* EXERCISE BRIEF *
In the text on ensemble mechanisms for crime detection, copy out the part that opens with "Random samples of criminal evidence" and closes with "in the ensemble.", replacing "criminal" with "illicit" wherever it appears.

* GIVEN TEXT *
+-------+

9.10 Ensemble Mechanisms for Crime Detection


9.10 Ensemble Mechanisms for Crime Detection

The optimal methodology for crime detection is to avoid designing a system that is rigid and based on a set of rules or thresholds that can be easily avoided by knowledgeable perpetrators. In addition, the detection system and models cannot be based on a single algorithm or technique; instead they should be based on the paradigm of a committee of models. The methodology should employ an ensemble of techniques and models, with each providing a vote of confidence regarding the legitimacy of any transaction, whether it be credit-card purchase, insurance claim, phone call, or any other type of event an investigator or analysts is trying to detect. The following are some essential steps that need to be considered in this process.

Random Sampling

Random samples of criminal evidence should be collected and used in the construction of multiple models. That is, fraudulent transactions need to be used in the analysis and an adequate sample for each crime that needs detection is required. For example, to construct a model to detect theft through credit cards on an e-commerce site, random samples of criminal transactions should be sampled from different product lines and, if possible, different times of days. Models will require samples of legal transactions in order to discriminate them from the criminal ones. This is especially important when using a neural network as one of the components in the ensemble.

+-------+

* SUPPLIED ENTRIES *

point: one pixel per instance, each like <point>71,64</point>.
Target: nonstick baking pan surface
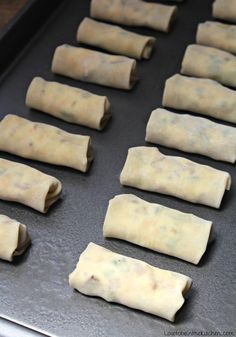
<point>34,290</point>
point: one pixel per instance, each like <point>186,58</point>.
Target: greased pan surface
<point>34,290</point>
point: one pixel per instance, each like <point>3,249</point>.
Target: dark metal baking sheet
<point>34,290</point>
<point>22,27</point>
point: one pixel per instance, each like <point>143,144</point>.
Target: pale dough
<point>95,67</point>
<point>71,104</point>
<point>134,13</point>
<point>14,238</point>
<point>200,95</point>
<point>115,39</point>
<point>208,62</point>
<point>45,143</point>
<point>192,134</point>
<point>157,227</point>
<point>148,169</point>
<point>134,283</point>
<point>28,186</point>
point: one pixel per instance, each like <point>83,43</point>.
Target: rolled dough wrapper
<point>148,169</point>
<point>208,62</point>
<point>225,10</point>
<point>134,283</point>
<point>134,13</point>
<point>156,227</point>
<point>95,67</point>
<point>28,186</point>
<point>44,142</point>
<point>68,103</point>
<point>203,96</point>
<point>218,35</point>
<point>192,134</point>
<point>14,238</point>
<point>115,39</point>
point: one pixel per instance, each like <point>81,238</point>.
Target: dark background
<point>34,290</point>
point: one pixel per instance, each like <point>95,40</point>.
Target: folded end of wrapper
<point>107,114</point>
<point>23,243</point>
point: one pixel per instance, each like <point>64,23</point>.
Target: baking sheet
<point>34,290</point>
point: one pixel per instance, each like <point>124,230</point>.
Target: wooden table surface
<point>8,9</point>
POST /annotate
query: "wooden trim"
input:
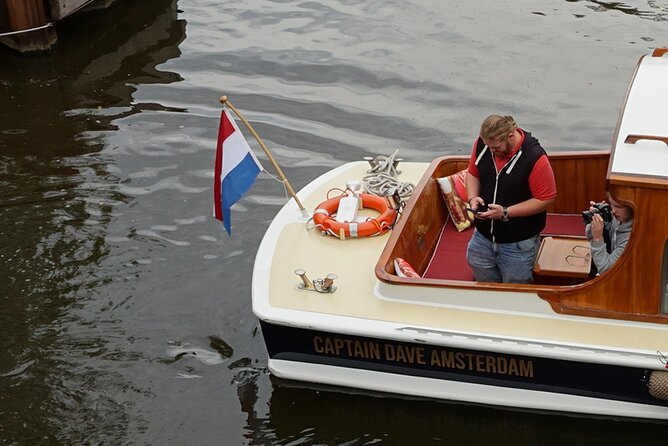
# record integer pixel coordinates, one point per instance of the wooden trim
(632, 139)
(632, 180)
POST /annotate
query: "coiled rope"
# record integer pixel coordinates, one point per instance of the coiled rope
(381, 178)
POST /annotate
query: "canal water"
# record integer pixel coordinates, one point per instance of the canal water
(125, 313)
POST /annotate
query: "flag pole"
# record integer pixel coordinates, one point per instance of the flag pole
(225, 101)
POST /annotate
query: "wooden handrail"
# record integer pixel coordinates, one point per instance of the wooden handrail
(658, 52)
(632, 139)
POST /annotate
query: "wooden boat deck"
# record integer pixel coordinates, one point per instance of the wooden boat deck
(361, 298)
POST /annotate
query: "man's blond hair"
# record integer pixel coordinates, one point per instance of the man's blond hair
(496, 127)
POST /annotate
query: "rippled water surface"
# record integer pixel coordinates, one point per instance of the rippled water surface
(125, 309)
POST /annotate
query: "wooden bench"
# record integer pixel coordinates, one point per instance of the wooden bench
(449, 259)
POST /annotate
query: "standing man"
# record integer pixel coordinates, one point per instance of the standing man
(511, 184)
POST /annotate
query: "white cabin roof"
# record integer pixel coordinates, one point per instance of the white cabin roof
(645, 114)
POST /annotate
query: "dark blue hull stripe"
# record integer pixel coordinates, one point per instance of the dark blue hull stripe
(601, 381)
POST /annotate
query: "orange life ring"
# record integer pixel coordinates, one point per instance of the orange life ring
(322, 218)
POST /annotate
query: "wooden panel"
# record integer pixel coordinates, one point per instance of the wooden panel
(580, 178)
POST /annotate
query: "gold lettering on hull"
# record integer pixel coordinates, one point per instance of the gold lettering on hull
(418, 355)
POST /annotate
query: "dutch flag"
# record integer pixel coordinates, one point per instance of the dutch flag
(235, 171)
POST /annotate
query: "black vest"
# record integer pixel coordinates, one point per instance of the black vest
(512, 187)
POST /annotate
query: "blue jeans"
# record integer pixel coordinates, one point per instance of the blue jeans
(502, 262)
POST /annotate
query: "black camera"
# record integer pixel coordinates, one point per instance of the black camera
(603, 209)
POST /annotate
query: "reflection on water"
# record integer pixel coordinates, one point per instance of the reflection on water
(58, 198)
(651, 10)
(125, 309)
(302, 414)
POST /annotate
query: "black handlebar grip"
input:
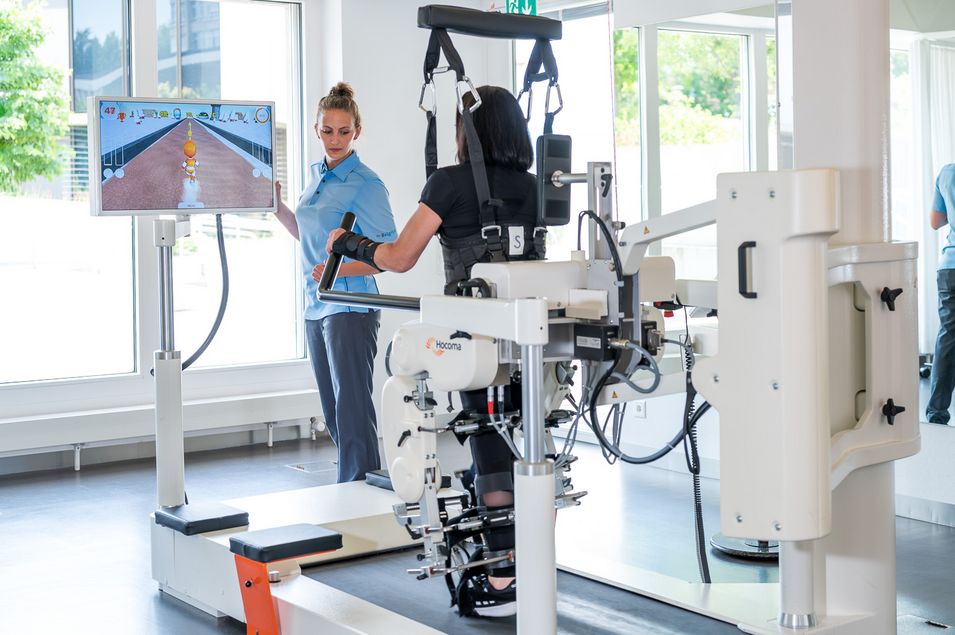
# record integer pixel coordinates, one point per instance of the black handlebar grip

+-------+

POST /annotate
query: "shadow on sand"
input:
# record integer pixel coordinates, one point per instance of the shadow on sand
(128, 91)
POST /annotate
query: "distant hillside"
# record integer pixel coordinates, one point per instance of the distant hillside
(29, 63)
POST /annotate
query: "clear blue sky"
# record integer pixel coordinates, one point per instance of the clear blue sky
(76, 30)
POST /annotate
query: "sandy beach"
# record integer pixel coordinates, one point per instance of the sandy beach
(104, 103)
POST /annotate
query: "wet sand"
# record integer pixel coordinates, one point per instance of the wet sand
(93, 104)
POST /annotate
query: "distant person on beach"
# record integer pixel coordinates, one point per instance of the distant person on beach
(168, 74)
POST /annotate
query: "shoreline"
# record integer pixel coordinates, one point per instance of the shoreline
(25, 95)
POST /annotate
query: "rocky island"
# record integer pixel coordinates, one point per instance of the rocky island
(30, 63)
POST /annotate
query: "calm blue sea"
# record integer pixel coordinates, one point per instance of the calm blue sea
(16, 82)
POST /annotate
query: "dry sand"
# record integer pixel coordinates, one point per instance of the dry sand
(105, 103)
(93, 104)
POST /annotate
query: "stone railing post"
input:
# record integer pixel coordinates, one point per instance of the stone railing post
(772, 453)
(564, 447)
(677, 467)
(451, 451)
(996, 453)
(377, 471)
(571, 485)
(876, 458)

+-------+

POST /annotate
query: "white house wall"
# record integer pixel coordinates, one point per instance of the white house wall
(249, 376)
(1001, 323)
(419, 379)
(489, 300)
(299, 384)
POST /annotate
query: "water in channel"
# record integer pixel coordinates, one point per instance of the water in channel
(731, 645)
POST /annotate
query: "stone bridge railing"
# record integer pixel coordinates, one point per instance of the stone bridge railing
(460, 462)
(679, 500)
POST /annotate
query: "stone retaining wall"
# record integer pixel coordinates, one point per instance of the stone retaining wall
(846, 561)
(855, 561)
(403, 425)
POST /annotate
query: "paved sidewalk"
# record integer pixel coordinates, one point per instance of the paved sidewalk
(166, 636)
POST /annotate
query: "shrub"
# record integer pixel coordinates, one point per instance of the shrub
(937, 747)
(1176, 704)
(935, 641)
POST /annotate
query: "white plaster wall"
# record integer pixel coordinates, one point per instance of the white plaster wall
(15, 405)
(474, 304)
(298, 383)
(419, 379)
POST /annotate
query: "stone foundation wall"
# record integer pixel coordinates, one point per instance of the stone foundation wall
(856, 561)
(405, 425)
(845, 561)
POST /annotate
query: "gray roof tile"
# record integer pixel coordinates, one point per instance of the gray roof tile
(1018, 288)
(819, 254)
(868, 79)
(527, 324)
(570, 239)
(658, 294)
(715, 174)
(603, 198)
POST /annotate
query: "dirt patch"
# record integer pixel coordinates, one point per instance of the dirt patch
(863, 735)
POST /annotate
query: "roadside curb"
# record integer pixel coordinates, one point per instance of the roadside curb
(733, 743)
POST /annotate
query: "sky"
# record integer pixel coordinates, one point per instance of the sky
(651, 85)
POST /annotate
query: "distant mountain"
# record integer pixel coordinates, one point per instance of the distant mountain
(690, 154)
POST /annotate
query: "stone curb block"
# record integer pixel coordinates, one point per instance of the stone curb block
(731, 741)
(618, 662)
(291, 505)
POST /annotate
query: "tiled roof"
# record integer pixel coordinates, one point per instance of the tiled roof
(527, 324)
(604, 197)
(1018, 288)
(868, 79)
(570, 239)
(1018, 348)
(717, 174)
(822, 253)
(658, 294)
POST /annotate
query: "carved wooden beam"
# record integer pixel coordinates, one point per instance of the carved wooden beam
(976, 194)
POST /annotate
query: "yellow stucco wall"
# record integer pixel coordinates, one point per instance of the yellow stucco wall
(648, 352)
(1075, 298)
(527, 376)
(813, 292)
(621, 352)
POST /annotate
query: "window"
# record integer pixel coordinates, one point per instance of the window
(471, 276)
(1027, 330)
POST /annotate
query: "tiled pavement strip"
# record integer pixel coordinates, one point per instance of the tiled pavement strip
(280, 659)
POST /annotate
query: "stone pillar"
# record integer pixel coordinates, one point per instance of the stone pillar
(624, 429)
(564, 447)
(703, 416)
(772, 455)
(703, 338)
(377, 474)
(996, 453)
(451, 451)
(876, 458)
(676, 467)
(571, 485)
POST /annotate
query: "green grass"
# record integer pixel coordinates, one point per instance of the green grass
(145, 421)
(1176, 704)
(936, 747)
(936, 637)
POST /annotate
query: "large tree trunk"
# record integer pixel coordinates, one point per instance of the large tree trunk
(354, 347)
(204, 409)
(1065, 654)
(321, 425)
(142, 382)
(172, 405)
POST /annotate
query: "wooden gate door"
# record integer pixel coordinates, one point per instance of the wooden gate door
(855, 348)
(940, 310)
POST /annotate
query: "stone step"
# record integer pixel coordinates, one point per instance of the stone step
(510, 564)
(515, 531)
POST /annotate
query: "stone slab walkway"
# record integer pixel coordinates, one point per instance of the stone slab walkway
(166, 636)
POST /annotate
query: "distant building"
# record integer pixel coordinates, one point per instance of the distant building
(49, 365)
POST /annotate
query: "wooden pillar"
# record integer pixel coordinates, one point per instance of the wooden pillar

+-------+

* ANSWER TO THIS TASK *
Random samples of illicit evidence should be collected and used in the construction of multiple models. That is, fraudulent transactions need to be used in the analysis and an adequate sample for each crime that needs detection is required. For example, to construct a model to detect theft through credit cards on an e-commerce site, random samples of illicit transactions should be sampled from different product lines and, if possible, different times of days. Models will require samples of legal transactions in order to discriminate them from the illicit ones. This is especially important when using a neural network as one of the components in the ensemble.